WHAT IS EXPECTED: This exercise calls for the data below to be retyped exactly, minus any images.

RECORDS:
/---

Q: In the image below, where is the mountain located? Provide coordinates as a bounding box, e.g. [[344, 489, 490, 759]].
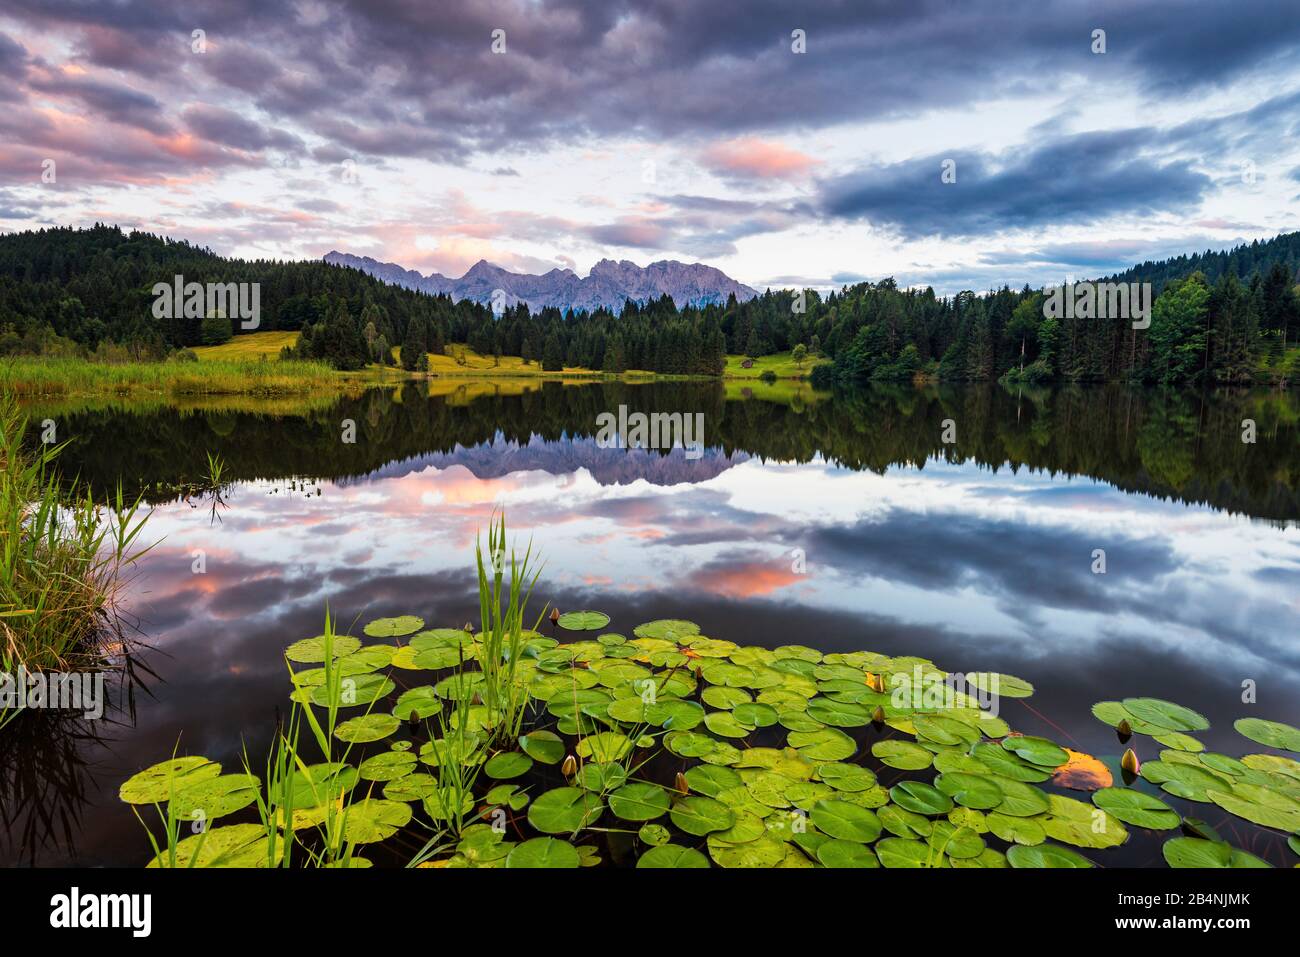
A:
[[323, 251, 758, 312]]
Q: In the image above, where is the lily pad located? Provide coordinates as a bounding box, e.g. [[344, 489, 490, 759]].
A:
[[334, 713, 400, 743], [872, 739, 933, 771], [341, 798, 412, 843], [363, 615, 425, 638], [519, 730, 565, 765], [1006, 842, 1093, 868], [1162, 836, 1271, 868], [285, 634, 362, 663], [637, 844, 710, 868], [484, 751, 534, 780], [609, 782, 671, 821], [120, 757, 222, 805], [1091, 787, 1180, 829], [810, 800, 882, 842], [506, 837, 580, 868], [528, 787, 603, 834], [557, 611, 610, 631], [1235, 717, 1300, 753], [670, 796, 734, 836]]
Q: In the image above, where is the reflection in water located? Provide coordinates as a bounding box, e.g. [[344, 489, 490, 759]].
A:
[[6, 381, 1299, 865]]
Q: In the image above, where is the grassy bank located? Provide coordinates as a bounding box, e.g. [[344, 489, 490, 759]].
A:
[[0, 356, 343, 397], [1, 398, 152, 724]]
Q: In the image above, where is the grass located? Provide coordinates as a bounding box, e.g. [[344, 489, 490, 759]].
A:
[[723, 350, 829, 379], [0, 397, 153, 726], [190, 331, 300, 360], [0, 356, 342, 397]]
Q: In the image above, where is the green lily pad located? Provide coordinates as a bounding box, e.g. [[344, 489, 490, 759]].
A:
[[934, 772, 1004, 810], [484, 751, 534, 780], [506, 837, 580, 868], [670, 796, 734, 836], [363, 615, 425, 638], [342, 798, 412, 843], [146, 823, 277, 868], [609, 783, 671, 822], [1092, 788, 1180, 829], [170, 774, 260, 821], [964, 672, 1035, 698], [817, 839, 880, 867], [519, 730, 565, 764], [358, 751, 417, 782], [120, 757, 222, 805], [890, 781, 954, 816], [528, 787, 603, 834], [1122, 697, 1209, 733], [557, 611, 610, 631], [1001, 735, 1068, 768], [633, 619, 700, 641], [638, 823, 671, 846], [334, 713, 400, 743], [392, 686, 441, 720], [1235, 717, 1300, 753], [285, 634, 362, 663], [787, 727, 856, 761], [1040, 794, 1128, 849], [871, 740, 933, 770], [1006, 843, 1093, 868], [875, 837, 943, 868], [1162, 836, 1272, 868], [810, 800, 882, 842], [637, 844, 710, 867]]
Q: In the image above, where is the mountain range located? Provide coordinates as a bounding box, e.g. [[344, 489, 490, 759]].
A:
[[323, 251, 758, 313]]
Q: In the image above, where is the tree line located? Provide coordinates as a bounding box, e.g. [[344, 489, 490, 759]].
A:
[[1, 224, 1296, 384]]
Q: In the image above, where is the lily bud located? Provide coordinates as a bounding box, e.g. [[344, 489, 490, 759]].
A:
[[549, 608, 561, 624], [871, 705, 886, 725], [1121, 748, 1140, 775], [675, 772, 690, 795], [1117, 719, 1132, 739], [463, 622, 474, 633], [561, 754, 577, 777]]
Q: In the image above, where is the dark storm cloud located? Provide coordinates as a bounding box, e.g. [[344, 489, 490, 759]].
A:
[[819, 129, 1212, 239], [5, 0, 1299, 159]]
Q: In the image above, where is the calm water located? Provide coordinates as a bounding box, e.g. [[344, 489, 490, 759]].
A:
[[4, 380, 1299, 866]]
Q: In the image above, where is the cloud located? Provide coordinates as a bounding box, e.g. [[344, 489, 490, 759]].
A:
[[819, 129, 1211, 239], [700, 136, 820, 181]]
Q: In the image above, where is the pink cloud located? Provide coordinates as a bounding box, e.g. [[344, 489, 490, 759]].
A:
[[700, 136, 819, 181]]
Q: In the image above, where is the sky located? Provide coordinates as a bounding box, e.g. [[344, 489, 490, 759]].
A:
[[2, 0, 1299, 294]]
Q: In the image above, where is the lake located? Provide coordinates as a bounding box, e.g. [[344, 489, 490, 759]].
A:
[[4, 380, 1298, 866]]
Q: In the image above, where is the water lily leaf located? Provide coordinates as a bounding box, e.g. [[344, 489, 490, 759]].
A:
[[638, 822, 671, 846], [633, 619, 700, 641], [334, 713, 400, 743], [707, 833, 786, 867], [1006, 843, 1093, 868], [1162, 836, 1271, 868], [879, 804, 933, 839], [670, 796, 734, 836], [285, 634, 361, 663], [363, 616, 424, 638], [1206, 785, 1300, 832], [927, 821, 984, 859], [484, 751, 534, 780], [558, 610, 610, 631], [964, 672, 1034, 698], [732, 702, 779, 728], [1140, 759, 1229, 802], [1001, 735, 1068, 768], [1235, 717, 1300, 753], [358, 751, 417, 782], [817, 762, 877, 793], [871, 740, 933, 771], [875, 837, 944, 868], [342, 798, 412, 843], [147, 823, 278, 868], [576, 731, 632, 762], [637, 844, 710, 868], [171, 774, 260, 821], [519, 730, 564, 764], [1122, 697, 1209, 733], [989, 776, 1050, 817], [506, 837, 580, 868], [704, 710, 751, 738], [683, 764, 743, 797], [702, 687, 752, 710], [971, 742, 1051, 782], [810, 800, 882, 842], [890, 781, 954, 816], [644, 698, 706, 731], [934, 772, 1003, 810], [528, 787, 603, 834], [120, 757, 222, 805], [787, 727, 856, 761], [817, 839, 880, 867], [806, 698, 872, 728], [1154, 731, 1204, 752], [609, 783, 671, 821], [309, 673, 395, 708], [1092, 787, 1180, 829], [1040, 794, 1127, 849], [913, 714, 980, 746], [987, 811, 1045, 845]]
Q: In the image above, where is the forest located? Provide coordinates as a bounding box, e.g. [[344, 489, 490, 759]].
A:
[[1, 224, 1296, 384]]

\---

EXERCISE OUTPUT:
Q: In the image below, where is the mountain located? Provide coordinates as a bounding box, e.g. [[344, 489, 490, 759]].
A:
[[323, 251, 758, 312]]
Q: In the image above, where is the lily pad located? Provide coordinates as a bounding box, e.g. [[344, 489, 490, 759]].
A:
[[334, 713, 400, 743], [872, 739, 933, 771], [341, 798, 412, 843], [363, 615, 425, 638], [519, 730, 565, 765], [1006, 842, 1093, 868], [1162, 836, 1271, 868], [285, 634, 362, 663], [637, 844, 710, 868], [484, 751, 534, 780], [609, 782, 671, 821], [120, 757, 222, 805], [1091, 787, 1180, 829], [810, 800, 882, 842], [506, 837, 580, 868], [528, 787, 603, 834], [557, 611, 610, 631], [1235, 717, 1300, 753], [670, 796, 734, 836]]
Q: In the image above, where is the reflection in water located? Provide coordinates as a bounding box, e.g. [[344, 489, 490, 759]].
A:
[[6, 381, 1299, 865]]
Q: In the image above, where is the grassy bank located? Provide coordinates as a bounding box, e.g. [[344, 489, 490, 759]].
A:
[[0, 356, 343, 397], [1, 398, 152, 724]]
Q: In the image above, where is the grass located? Provide coordinates as a bounding box, e.g. [[344, 489, 490, 759]].
A:
[[723, 350, 829, 379], [0, 397, 153, 726], [190, 331, 300, 360], [0, 356, 342, 397]]
Q: In the image above, where is the green lily pad located? Provide coordinates as a bounding box, e.g. [[344, 489, 490, 759]].
A:
[[934, 772, 1004, 810], [484, 751, 534, 780], [506, 837, 580, 868], [670, 796, 734, 836], [363, 615, 425, 638], [342, 798, 412, 843], [146, 823, 277, 868], [609, 783, 671, 822], [1092, 788, 1180, 829], [170, 774, 260, 821], [964, 672, 1035, 698], [817, 839, 880, 867], [519, 730, 565, 764], [358, 751, 417, 782], [120, 757, 222, 805], [890, 781, 954, 816], [528, 787, 603, 834], [1122, 697, 1209, 733], [557, 611, 610, 631], [1001, 735, 1068, 768], [633, 619, 700, 641], [638, 823, 671, 846], [334, 713, 400, 743], [392, 686, 441, 720], [1235, 717, 1300, 753], [285, 634, 362, 663], [787, 727, 856, 761], [1040, 794, 1128, 849], [871, 740, 933, 770], [1006, 843, 1093, 868], [875, 837, 943, 868], [1162, 836, 1272, 868], [810, 800, 882, 842], [637, 844, 710, 867]]
Q: In the image above, where is the mountain range located? Provide coordinates as a bounding box, e.g. [[344, 489, 490, 759]].
A:
[[323, 251, 758, 313]]
Q: In the image above, where is the tree line located? Provide coordinates as a bounding box, e.g. [[344, 489, 490, 759]].
A:
[[1, 224, 1296, 384]]
Q: In the image above, where is the lily bud located? Provide coordinates as a bounding box, e.g. [[344, 489, 490, 759]].
A:
[[549, 608, 561, 624], [871, 705, 886, 725], [1121, 748, 1140, 775], [675, 772, 690, 795], [1117, 719, 1132, 739], [463, 622, 474, 633], [561, 754, 577, 777]]
Q: In the image above, where is the dark storm cloud located? Provide coordinates as a bounding box, e.g. [[344, 489, 490, 759]].
A:
[[819, 129, 1212, 239], [5, 0, 1299, 159]]
Q: In the image above, where is the calm water located? Provide coordinates as a bounding box, e.g. [[344, 489, 490, 759]].
A:
[[4, 380, 1299, 866]]
Q: In the image above, where is the cloud located? Provide coordinates as a bounding box, e.g. [[344, 489, 490, 759]].
A:
[[819, 129, 1211, 239], [700, 136, 820, 181]]
Q: In the image above, where is the pink cloud located? Provide coordinates as a bounding box, e.g. [[344, 489, 490, 759]].
A:
[[700, 136, 819, 181]]
Q: In the image above, where is the sky located? Provide coordinates as a bounding box, e.g. [[344, 489, 490, 759]].
A:
[[2, 0, 1299, 294]]
Q: In the image above, where is the lake located? Provide coordinates as a bounding box, e.g. [[344, 489, 490, 759]].
A:
[[4, 380, 1298, 866]]
Q: In the image above, where is the water lily leaf located? Provide coordinates as a bounding box, e.g. [[344, 489, 490, 759]].
A:
[[638, 822, 671, 846], [633, 619, 700, 641], [334, 713, 400, 743], [707, 833, 786, 867], [1006, 843, 1093, 868], [1162, 836, 1271, 868], [879, 804, 933, 839], [670, 796, 734, 836], [285, 634, 361, 663], [363, 616, 424, 638], [1206, 785, 1300, 832], [927, 821, 984, 859], [484, 751, 534, 780], [558, 610, 610, 631], [964, 672, 1034, 698], [732, 702, 779, 728], [1140, 759, 1229, 802], [1001, 735, 1068, 768], [1235, 717, 1300, 753], [358, 751, 417, 782], [817, 762, 877, 793], [871, 740, 933, 771], [875, 837, 944, 868], [342, 798, 412, 843], [147, 823, 278, 868], [576, 731, 632, 762], [637, 844, 710, 868], [171, 774, 260, 821], [519, 730, 564, 764], [1122, 697, 1209, 733], [989, 776, 1050, 817], [506, 837, 580, 868], [704, 710, 751, 738], [683, 764, 743, 797], [702, 687, 752, 710], [971, 742, 1051, 782], [810, 800, 882, 842], [890, 781, 954, 816], [644, 698, 706, 731], [934, 772, 1003, 810], [528, 787, 603, 834], [120, 757, 222, 805], [787, 727, 856, 761], [817, 839, 880, 867], [806, 698, 872, 728], [1154, 731, 1204, 752], [609, 783, 671, 821], [309, 673, 395, 708], [1092, 787, 1180, 829], [1040, 794, 1127, 849], [913, 714, 980, 746], [987, 811, 1045, 845]]
Q: In the image above, where is the forest located? Provide coordinates as a bounding box, e.g. [[344, 489, 490, 759]].
A:
[[1, 224, 1296, 384]]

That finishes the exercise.